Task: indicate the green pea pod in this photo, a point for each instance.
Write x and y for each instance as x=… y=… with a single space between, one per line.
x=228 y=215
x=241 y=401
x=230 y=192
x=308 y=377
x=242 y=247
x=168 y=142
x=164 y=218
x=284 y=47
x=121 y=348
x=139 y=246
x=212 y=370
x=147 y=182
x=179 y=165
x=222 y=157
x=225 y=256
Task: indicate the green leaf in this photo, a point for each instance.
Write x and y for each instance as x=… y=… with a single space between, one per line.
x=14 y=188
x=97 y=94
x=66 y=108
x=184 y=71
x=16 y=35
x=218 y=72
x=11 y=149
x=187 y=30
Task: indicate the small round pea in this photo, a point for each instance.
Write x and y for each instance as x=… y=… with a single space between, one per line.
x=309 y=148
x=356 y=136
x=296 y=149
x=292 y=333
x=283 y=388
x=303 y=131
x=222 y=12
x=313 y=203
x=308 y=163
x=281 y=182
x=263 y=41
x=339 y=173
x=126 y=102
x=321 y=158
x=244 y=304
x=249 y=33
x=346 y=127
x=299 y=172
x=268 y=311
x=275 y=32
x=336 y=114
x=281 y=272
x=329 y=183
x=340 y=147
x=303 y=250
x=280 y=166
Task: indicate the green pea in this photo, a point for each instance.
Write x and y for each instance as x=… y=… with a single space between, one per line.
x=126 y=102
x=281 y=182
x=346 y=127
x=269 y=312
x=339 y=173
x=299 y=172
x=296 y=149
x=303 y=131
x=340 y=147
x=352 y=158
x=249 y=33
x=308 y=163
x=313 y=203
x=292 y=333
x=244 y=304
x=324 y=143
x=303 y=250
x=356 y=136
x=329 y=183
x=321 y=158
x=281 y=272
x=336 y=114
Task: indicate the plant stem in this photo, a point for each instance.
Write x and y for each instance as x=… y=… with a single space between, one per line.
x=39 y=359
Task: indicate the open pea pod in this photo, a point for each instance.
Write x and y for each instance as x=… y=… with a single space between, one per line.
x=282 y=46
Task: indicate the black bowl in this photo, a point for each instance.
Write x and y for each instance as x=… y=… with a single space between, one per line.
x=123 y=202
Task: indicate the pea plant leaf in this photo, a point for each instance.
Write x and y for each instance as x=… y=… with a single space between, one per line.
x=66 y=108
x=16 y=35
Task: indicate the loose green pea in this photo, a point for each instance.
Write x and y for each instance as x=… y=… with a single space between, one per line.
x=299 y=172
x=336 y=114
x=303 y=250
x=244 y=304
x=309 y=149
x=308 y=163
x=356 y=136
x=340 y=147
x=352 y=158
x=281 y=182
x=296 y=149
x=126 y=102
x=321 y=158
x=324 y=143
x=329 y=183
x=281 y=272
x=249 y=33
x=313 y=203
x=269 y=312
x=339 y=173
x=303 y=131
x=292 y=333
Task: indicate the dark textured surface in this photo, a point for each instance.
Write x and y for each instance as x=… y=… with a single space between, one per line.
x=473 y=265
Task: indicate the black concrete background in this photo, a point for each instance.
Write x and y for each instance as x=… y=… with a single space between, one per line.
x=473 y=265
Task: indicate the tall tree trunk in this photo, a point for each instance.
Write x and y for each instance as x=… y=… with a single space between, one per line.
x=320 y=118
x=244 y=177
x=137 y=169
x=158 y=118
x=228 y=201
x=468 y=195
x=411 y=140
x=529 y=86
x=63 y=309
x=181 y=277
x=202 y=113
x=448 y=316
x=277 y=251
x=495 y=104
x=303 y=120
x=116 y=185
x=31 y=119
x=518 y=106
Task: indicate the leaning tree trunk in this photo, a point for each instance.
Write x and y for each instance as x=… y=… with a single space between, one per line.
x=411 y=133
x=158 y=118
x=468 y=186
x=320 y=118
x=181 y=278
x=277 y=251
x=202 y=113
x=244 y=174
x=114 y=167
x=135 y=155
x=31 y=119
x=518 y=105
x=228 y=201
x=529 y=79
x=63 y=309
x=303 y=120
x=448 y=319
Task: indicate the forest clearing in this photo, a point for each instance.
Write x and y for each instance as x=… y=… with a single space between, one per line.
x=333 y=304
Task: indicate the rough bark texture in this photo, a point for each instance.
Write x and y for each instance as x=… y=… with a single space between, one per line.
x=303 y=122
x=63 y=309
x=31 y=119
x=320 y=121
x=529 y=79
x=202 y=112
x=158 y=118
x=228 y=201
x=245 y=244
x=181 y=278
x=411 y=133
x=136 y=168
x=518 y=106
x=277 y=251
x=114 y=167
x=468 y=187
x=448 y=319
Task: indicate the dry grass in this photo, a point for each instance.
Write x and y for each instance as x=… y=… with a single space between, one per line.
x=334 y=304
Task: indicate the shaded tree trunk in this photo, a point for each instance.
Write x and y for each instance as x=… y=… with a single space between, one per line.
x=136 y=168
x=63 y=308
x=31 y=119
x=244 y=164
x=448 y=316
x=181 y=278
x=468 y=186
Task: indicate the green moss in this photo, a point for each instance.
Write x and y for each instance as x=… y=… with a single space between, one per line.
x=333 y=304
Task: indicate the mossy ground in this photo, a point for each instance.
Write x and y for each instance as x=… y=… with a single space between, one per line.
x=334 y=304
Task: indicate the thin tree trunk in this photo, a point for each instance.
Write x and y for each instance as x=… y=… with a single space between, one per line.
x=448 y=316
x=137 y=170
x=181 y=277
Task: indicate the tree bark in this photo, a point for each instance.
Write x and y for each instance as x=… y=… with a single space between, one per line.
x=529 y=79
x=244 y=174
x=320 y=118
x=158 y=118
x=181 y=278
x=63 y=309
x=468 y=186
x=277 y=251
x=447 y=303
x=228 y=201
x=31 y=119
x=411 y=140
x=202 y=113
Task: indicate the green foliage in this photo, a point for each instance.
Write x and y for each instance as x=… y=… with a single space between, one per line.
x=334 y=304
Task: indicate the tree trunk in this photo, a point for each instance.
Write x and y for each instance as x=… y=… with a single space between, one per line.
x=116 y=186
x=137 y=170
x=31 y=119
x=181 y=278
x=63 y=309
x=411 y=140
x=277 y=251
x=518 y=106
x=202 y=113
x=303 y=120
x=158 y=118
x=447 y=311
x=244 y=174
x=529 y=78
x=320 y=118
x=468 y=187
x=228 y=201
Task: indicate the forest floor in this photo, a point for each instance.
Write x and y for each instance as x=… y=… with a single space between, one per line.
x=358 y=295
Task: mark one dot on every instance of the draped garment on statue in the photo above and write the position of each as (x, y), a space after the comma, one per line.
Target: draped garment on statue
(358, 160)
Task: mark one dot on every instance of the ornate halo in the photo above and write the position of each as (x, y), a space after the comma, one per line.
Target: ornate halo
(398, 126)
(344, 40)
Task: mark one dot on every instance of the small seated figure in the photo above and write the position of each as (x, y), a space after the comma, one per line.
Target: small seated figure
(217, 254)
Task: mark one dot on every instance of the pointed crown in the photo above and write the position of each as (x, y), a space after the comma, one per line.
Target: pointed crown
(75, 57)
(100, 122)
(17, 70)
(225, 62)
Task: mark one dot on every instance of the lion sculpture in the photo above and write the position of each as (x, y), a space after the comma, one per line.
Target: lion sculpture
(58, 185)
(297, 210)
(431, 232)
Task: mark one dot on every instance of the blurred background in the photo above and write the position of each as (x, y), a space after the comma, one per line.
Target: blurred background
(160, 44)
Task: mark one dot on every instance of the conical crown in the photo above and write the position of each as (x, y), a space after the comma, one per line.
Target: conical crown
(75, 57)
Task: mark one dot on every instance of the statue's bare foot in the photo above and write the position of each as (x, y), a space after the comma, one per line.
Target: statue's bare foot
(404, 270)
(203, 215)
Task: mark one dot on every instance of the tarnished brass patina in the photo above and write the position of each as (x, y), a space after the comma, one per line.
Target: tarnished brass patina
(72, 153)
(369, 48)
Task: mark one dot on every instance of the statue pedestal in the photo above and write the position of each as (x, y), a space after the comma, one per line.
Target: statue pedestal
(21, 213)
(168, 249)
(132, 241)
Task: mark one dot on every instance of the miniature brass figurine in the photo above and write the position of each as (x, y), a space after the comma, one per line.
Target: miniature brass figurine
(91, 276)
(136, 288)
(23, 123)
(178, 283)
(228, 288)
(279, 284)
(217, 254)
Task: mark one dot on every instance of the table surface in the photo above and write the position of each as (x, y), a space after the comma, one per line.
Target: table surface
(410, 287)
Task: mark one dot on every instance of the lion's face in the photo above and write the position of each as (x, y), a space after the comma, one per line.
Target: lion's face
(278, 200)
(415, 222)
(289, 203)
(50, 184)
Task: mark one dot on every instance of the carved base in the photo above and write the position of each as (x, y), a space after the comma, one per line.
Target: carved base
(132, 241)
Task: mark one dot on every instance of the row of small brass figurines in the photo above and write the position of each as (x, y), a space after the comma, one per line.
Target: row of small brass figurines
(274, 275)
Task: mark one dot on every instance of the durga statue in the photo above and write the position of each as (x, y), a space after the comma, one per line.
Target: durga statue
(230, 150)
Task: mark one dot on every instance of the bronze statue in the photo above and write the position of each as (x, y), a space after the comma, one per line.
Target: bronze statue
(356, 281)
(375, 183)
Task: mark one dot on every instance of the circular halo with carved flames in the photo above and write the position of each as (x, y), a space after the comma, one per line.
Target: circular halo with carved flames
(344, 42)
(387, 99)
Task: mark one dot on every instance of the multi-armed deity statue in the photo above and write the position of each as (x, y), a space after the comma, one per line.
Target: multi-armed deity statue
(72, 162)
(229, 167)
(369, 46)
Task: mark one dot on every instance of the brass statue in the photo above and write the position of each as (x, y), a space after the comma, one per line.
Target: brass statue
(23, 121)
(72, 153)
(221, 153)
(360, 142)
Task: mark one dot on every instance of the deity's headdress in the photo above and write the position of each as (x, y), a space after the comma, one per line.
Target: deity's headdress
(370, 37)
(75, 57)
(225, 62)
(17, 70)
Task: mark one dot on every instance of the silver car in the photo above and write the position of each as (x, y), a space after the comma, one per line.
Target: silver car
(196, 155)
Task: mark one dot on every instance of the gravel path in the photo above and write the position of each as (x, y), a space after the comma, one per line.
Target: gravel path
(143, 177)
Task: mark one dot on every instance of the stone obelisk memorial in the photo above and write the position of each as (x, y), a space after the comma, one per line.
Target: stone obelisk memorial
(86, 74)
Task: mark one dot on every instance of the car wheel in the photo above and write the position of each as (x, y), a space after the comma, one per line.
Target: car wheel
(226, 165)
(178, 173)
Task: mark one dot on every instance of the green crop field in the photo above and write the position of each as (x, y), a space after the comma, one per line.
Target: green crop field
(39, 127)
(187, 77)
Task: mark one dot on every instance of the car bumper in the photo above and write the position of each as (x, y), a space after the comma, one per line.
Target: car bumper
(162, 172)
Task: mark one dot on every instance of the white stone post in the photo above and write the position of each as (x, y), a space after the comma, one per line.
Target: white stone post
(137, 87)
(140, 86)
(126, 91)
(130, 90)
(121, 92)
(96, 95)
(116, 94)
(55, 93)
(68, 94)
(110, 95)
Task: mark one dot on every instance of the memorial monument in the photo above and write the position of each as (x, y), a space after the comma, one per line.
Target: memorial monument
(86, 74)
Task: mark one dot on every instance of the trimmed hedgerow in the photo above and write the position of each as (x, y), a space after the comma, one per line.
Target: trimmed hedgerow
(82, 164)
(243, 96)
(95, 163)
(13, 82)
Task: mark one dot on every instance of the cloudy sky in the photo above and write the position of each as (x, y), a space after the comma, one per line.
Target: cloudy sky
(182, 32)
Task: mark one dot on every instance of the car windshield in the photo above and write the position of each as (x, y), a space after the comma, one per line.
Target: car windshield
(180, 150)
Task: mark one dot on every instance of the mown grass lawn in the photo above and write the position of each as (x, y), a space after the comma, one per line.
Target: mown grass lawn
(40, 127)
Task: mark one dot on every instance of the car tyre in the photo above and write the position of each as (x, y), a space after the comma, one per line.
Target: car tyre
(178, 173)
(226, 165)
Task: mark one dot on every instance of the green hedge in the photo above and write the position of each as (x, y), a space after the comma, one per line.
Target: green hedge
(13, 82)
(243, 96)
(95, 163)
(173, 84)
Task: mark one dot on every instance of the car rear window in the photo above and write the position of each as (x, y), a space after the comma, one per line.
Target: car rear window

--------------------

= Written request =
Rewrite the records from their start through the line containing "x=212 y=370", both ends included, keeping the requests and multiplying each coordinate in the answers by 1.2, rounded to a whole number with halves going up. Give only those lines.

= Problem solution =
Task: indicate the green pea pod in this photo, a point for each instance.
Write x and y for each instance as x=… y=… with a single space between, one per line.
x=274 y=258
x=289 y=481
x=276 y=230
x=370 y=452
x=290 y=296
x=202 y=170
x=197 y=262
x=341 y=56
x=145 y=418
x=167 y=295
x=254 y=444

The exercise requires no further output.